▶ [Alıntılanan Metin]
──────────────────────────────
Yargıtay 10. Hukuk Dairesi 2022/1610 Esas 2022/10123 Karar Sayılı İlamı

Abaküs Yazılım
10. Hukuk Dairesi
Esas No: 2022/1610
Karar No: 2022/10123
Karar Tarihi: 30.06.2022

Yargıtay 10. Hukuk Dairesi 2022/1610 Esas 2022/10123 Karar Sayılı İlamı

     Özet:

Davacı, emeklilik işleminin iptaline dayalı olarak yaşlılık aylığının kesilmesine ilişkin işlemin iptaliyle kesilen aylıkların kendisine ödenmesi gerektiğinin tespiti için dava açmıştır. Davacı, 7273 gün boyunca kurum sigortalısı olarak çalıştığını ve emekli olmaya hak kazandığını belirtmiştir. Ancak, davalı kurum, davacının sigortalılık süresi üzerinde yaptığı inceleme sonucunda hizmetlerindeki iptaller nedeniyle emeklilik şartını yerine getirmediğini iddia etmiştir. Mahkeme, davacının talebini reddetmiştir. İstinaf başvurusu sonucunda da aynı karar onanmıştır. Ancak, davacının temyiz başvurusu sonucunda, mahkemenin yeterli inceleme yapmadığı ve eksik değerlendirme yaptığı gerekçesiyle karar bozulmuştur. Davacı, borçlu olup olmadığına dair sonuca göre bir karar verilmesi gerektiği vurgulanmıştır.
İlgili Kanun Maddeleri: 1479 sayılı Kanun'un Geçici 10. maddesi, 2829 sayılı Kanun.
10. Hukuk Dairesi         2022/1610 E.  ,  2022/10123 K.

    "İçtihat Metni"

    Mahkemesi : ... Bölge Adliye Mahkemesi 11. Hukuk Dairesi

    Dava, davacının emeklilik işleminin iptaline dayalı olarak davalı Kurumca yaşlılık aylığının kesilmesine ilişkin işlemin iptali ile kesilen aylıkların davacıya ödenmesi gerektiğinin tespitine ilişkindir.
──────────────────────────────
▶ [Sağlanan Satırlar]
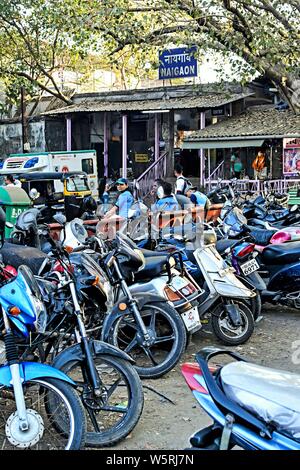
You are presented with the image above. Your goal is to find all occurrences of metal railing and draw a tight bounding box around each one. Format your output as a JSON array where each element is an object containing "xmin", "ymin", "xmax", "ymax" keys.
[
  {"xmin": 204, "ymin": 160, "xmax": 224, "ymax": 190},
  {"xmin": 134, "ymin": 152, "xmax": 168, "ymax": 198}
]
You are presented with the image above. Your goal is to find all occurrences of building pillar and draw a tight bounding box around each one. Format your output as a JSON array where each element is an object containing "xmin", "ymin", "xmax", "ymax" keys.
[
  {"xmin": 103, "ymin": 111, "xmax": 108, "ymax": 178},
  {"xmin": 198, "ymin": 111, "xmax": 205, "ymax": 186},
  {"xmin": 154, "ymin": 113, "xmax": 160, "ymax": 179},
  {"xmin": 122, "ymin": 114, "xmax": 127, "ymax": 178},
  {"xmin": 167, "ymin": 109, "xmax": 174, "ymax": 176},
  {"xmin": 67, "ymin": 117, "xmax": 72, "ymax": 152}
]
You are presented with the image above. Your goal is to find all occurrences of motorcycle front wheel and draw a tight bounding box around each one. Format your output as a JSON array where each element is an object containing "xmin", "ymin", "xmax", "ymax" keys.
[
  {"xmin": 61, "ymin": 354, "xmax": 144, "ymax": 447},
  {"xmin": 109, "ymin": 302, "xmax": 187, "ymax": 379},
  {"xmin": 0, "ymin": 377, "xmax": 86, "ymax": 450},
  {"xmin": 211, "ymin": 300, "xmax": 254, "ymax": 346}
]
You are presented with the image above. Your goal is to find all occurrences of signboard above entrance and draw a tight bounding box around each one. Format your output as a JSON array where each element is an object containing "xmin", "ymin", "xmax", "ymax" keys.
[
  {"xmin": 159, "ymin": 46, "xmax": 198, "ymax": 80},
  {"xmin": 135, "ymin": 153, "xmax": 149, "ymax": 163}
]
──────────────────────────────
▶ [Hedefiniz] Yargıtay kararından "10. Hukuk Dairesi         2022/1610" ifadesinden "gerektiğinin tespitine ilişkindir." ifadesine kadar uzanan bölümü hiçbir değişiklik yapmadan çıkarın. Satırların bu çalışmada hiçbir işlevi yoktur.

▶ [Yazılı Çözüm]
10. Hukuk Dairesi         2022/1610 E.  ,  2022/10123 K.

    "İçtihat Metni"

    Mahkemesi : ... Bölge Adliye Mahkemesi 11. Hukuk Dairesi

    Dava, davacının emeklilik işleminin iptaline dayalı olarak davalı Kurumca yaşlılık aylığının kesilmesine ilişkin işlemin iptali ile kesilen aylıkların davacıya ödenmesi gerektiğinin tespitine ilişkindir.